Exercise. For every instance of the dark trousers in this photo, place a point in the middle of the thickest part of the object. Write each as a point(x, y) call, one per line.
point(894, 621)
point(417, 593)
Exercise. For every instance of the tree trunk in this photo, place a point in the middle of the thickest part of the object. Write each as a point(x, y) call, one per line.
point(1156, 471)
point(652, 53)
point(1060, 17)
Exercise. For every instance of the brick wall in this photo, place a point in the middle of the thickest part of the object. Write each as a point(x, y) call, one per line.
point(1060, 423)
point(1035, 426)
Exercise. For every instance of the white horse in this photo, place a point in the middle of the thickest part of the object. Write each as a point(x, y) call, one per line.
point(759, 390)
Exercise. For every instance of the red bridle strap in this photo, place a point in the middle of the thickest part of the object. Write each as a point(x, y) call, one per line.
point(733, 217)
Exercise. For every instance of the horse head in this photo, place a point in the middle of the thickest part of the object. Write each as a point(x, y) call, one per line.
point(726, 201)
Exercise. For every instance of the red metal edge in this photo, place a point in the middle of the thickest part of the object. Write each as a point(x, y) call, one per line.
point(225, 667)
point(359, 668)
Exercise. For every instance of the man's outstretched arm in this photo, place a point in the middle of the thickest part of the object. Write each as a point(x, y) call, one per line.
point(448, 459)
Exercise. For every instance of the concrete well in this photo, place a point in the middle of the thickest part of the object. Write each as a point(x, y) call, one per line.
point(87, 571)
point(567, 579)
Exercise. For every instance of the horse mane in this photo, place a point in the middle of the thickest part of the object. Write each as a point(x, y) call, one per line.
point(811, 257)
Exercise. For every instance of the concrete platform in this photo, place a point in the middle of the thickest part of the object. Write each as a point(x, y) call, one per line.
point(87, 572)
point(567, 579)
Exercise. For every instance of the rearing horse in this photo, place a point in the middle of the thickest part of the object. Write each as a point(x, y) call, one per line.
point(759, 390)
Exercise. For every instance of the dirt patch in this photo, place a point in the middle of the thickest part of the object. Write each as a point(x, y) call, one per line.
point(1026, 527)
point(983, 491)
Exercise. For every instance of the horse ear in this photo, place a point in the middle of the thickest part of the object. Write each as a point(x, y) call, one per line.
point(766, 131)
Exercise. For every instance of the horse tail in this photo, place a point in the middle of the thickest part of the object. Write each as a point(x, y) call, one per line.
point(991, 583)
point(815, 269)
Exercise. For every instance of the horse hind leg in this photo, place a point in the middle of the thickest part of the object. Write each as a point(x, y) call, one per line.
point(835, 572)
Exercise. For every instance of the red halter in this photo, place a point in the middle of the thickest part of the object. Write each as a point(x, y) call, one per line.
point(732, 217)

To do →
Swap "thickest part" for "widest part" throughout the material and write it out again, leaving every other word as it is.

Output for this task →
Exercise. For every instance of the dark trousers in this photo, place a point in the middle of the widest part of the object. Write each as a point(x, y) call, one per line.
point(894, 621)
point(417, 593)
Exercise. For every instance of the tree trunk in this photo, place a point in the middle of the widest part of the object. Write each as a point(x, y) call, one per line.
point(1156, 471)
point(652, 53)
point(1060, 17)
Exercise. For every instance of the brick wall in this photo, place a point in the middle of the widest part of the object. Write each as a point(x, y) call, one per line.
point(1060, 423)
point(1035, 426)
Exercise. For every instance of the white horse in this photo, place a point in the middle of the widest part of the object. Write each as a point(x, y) call, one per line.
point(759, 390)
Exercise. For every instance of the red bridle strap in this photo, place a point in the middle of the widest part of the object. Write each as a point(x, y) call, one per line.
point(733, 217)
Exercise. For every instance of the horse head in this photo, place a point in the middle of the widest part of the object. Write each as a point(x, y) call, one per line.
point(726, 201)
Exercise. For every instance of the red metal edge in this photo, place a point in the middle of the widest part of the object. Write each as a point(x, y) call, one per line.
point(225, 667)
point(359, 668)
Exercise. For every instance of the man's outstretched arm in this photo, place a point in the middle of the widest part of the object. Write each as a point(x, y) call, one per line.
point(448, 459)
Exercise. For every instance of the concrete well in this photo, place a point in the middle of the widest part of the object. Write each as a point(x, y) call, one per line.
point(87, 571)
point(567, 579)
Exercise. For every instance of the horse mane in this photo, place a point in the middle of the widest part of the object. Write each as a point(x, y) call, one per line.
point(811, 257)
Exercise. For every instance of the concrete platform in this photo, place a point in the middle of the widest part of the object. Write each as a point(x, y) call, one per line.
point(87, 572)
point(567, 579)
Exercise. For every instance of the rearing horse in this photo, place a point in the middle of the widest part of the object. Write each as a point(x, y) call, one per line.
point(759, 390)
Exercise. For every instance of the dirt patch in this photo, place a point in the middle of the widest part of the object. Write each as a point(x, y) call, one per line.
point(1026, 527)
point(983, 491)
Exercise. For every instance of the horse ear in this photo, place a point in the middle of the widest part of the object. Write each as a point(x, y) call, one per line.
point(766, 131)
Exercise. For every instance of the horse tail in this photo, place a point in the middle of the widest part of the object. Write each as a point(x, y) call, one per line.
point(991, 583)
point(815, 269)
Exercise. For every instance of the horse hind leg in this photo, place a point in the middle of the widest part of the object. Write each as a point(x, y) call, one per line.
point(835, 572)
Exercise. For every instance of the red halter in this photo, place a point in the middle of the widest part of the object. Write each as a point(x, y) call, one per line.
point(732, 217)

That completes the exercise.